Aim:
Reproduce verbatim the stretch of the records below from the line containing "For the benchmark, indicate the woman's" through the line containing "point(570, 215)", omitting the pictures.

Data excerpts:
....
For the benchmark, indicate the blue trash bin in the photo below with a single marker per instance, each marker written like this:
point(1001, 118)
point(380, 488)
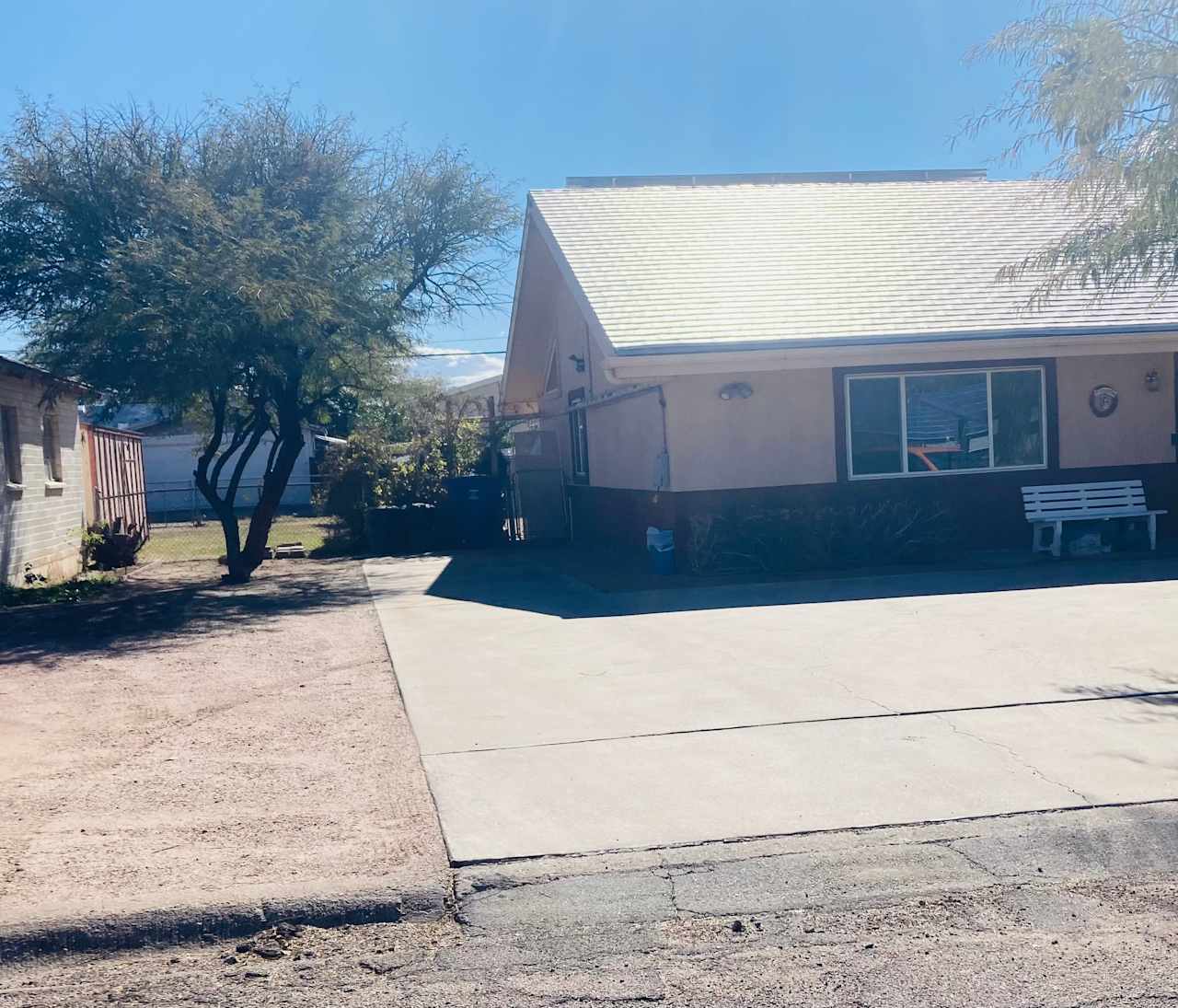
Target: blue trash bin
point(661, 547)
....
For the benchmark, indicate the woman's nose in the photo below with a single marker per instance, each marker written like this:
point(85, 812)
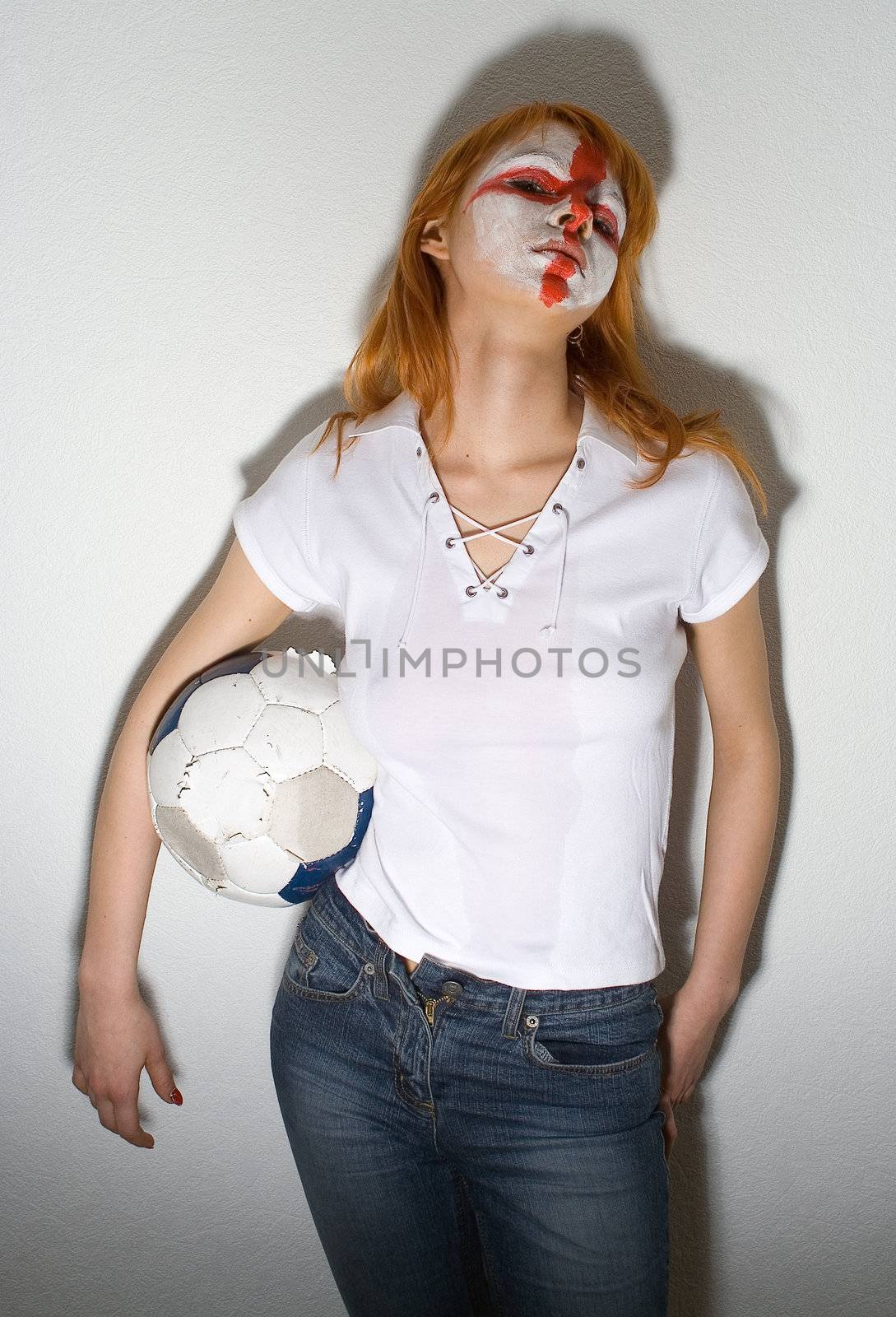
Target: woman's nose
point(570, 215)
....
Answer to the task:
For the benchmark, indicate the woman's nose in the photo below with a single marker per instance, each marker written like this:
point(85, 812)
Target: woman's nose
point(570, 215)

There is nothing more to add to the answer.